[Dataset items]

==========

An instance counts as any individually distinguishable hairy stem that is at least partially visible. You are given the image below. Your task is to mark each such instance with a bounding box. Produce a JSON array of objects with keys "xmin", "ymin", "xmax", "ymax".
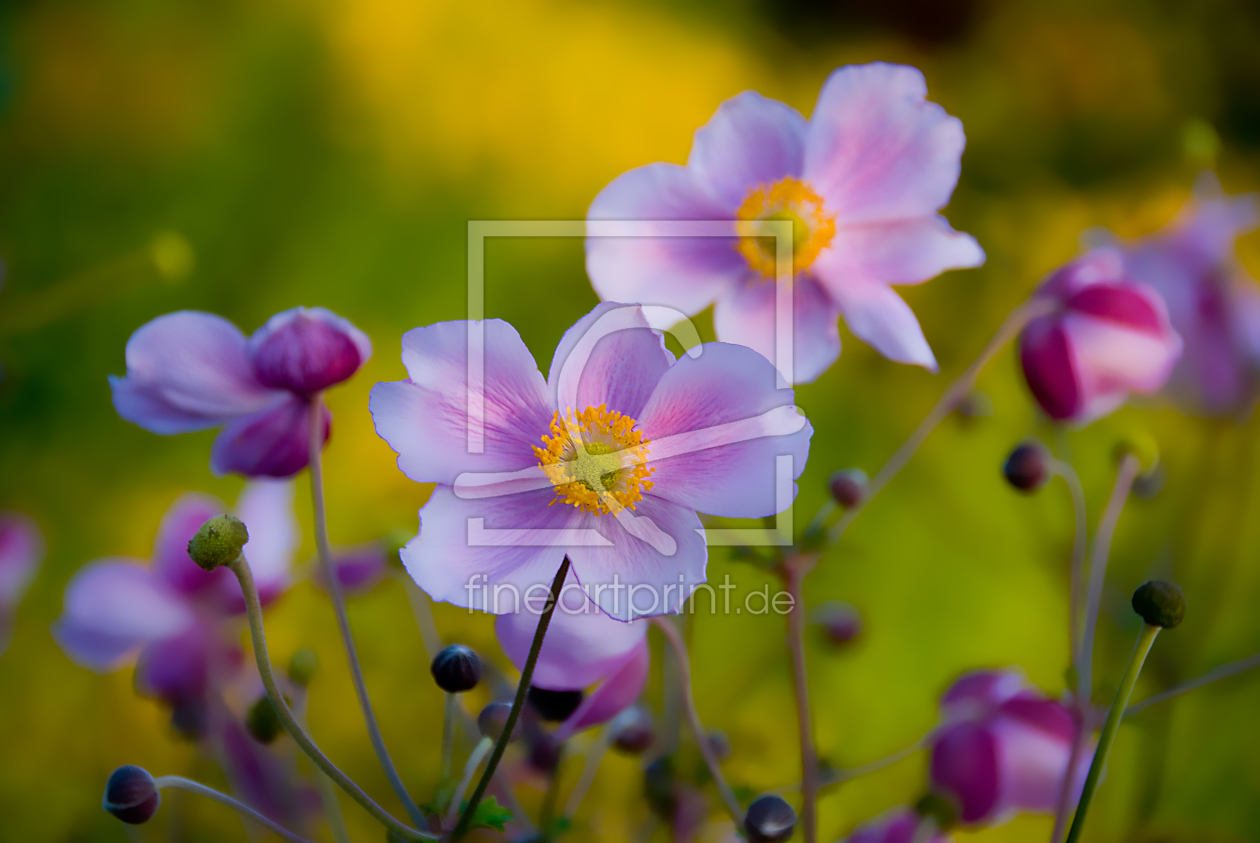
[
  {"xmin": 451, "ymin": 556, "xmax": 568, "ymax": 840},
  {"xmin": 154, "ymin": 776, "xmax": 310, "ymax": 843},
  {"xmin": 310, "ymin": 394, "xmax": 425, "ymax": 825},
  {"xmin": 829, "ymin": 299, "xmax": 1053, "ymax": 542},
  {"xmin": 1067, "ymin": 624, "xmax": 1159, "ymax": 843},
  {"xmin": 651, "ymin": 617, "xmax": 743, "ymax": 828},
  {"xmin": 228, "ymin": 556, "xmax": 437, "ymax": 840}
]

==========

Please reproduce the entries above word for word, leaving out the pictures.

◆ Solution for this exercise ◆
An instance counts as any individually distinguishable hairy stem that is at least partially visible. You are given the image below. Your task is to mark each such instance with a bounding box. Produce a JSON array of objects with keys "xmin", "ymin", "xmax", "ymax".
[
  {"xmin": 451, "ymin": 556, "xmax": 568, "ymax": 840},
  {"xmin": 154, "ymin": 776, "xmax": 310, "ymax": 843},
  {"xmin": 310, "ymin": 394, "xmax": 425, "ymax": 825},
  {"xmin": 829, "ymin": 299, "xmax": 1053, "ymax": 542},
  {"xmin": 1067, "ymin": 624, "xmax": 1159, "ymax": 843},
  {"xmin": 651, "ymin": 617, "xmax": 743, "ymax": 828},
  {"xmin": 228, "ymin": 556, "xmax": 437, "ymax": 840}
]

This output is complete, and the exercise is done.